YOUR GOAL: Replace every "instance" with "occurrence" in the items below, and copy everything else unchanged.

DATA SHOWN:
----
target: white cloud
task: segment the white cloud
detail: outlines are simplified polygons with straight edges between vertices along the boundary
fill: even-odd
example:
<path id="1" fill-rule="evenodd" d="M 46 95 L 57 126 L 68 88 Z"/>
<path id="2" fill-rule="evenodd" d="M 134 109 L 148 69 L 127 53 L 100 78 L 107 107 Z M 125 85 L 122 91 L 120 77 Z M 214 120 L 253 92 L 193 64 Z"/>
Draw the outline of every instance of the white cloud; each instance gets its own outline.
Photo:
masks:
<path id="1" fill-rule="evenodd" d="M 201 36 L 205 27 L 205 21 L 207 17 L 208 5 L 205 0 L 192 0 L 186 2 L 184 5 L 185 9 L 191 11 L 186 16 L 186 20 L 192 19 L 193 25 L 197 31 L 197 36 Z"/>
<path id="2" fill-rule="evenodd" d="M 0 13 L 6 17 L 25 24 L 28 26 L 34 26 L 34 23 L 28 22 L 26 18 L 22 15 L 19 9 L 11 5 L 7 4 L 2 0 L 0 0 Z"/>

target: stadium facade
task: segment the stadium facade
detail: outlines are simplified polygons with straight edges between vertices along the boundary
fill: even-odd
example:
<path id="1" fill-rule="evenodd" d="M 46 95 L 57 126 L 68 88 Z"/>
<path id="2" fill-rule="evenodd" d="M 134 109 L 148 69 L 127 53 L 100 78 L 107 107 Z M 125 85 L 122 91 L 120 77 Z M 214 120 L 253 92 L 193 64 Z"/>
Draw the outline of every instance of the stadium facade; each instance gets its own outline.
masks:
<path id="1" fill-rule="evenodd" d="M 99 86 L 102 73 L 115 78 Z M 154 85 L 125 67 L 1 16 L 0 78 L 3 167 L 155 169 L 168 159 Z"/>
----
SOLUTION FOR THIS PROBLEM:
target: white cloud
task: segment the white cloud
detail: outlines are simplified polygons with straight edges between vertices along the boundary
fill: even-odd
example:
<path id="1" fill-rule="evenodd" d="M 46 95 L 57 126 L 68 88 Z"/>
<path id="2" fill-rule="evenodd" d="M 134 109 L 148 69 L 127 53 L 100 78 L 107 107 Z M 125 85 L 122 91 L 120 77 Z M 214 120 L 253 92 L 193 64 Z"/>
Draw the outline of every occurrence of the white cloud; each occurrence gets its own outline.
Photo:
masks:
<path id="1" fill-rule="evenodd" d="M 201 36 L 205 27 L 205 21 L 207 17 L 208 5 L 205 0 L 192 0 L 186 2 L 184 5 L 185 9 L 191 11 L 186 16 L 186 20 L 192 19 L 193 25 L 197 31 L 197 36 Z"/>
<path id="2" fill-rule="evenodd" d="M 0 13 L 6 17 L 25 24 L 28 26 L 34 26 L 34 23 L 28 22 L 26 18 L 22 15 L 19 9 L 11 5 L 7 4 L 2 0 L 0 0 Z"/>

target: stadium facade
task: segment the stadium facade
detail: outlines are simplified polygons with straight edges between vertices along the boundary
fill: even-odd
example:
<path id="1" fill-rule="evenodd" d="M 46 95 L 57 126 L 68 88 Z"/>
<path id="2" fill-rule="evenodd" d="M 134 109 L 148 69 L 127 53 L 100 78 L 107 107 Z M 125 85 L 122 91 L 120 77 Z M 214 120 L 253 92 L 193 64 Z"/>
Draw the outline of every occurrence of the stadium facade; each occurrence gets its own outline.
masks:
<path id="1" fill-rule="evenodd" d="M 99 86 L 102 73 L 115 78 Z M 154 85 L 125 67 L 1 16 L 0 78 L 3 167 L 155 169 L 168 159 Z"/>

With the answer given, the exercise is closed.